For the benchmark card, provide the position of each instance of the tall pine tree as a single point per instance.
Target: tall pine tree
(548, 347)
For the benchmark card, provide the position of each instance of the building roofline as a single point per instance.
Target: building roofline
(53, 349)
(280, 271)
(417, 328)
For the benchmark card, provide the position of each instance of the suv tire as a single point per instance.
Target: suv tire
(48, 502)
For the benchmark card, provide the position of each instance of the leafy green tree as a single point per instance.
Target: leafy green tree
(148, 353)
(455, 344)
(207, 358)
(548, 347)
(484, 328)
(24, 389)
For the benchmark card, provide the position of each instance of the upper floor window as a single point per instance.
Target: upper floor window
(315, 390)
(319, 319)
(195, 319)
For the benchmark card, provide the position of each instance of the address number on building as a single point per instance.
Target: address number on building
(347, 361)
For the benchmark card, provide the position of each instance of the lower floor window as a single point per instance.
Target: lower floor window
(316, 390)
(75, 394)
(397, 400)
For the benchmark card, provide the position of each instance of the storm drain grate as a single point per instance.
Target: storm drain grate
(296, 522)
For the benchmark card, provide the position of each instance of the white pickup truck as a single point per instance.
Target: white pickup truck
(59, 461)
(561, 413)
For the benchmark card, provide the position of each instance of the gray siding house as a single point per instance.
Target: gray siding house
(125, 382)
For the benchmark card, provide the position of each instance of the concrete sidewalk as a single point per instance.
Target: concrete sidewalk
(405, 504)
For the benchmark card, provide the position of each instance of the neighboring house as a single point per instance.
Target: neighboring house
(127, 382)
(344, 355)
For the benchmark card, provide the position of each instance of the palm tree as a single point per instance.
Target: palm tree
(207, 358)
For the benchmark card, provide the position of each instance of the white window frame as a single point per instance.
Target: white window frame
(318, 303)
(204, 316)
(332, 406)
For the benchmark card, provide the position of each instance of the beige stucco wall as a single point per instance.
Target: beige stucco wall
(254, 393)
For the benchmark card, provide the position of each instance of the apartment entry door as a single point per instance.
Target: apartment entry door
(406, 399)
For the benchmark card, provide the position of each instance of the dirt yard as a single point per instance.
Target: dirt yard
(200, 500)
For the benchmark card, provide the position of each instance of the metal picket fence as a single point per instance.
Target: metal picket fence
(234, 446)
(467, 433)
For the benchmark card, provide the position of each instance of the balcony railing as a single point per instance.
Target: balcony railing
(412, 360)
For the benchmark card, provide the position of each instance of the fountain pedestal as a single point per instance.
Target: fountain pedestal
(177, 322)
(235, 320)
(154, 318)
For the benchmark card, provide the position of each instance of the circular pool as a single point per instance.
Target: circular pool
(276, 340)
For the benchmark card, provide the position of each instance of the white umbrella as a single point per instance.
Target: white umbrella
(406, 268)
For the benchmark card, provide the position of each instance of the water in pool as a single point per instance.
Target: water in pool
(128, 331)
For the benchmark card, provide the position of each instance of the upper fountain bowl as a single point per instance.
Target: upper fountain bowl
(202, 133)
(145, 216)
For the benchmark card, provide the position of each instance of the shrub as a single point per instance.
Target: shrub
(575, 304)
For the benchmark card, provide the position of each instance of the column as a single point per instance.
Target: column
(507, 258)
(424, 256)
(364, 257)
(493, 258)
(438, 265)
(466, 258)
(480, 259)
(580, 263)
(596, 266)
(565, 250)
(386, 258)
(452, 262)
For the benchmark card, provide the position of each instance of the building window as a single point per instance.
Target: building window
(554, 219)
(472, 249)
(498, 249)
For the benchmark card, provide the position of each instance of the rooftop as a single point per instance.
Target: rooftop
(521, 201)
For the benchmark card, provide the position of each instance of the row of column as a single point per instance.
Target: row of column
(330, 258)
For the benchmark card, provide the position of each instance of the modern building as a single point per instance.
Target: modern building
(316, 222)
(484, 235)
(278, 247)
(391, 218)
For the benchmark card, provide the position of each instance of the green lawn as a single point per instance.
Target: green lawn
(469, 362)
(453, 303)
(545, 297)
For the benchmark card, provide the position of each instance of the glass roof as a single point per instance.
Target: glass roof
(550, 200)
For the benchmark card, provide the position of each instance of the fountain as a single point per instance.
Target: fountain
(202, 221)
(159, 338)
•••••
• TASK TO COMPLETE: Please rewrite the lines from the line with "fountain as a single point per instance." through the end of the lines, requests included, scaling every point coordinate in the answers by 0.45 and rounding each to a whole number, with halves rounded up.

• RESULT OF THIS EXERCISE:
For the benchmark card, provide the position of each instance of the fountain as a single point per instance.
Target: fountain
(91, 99)
(72, 152)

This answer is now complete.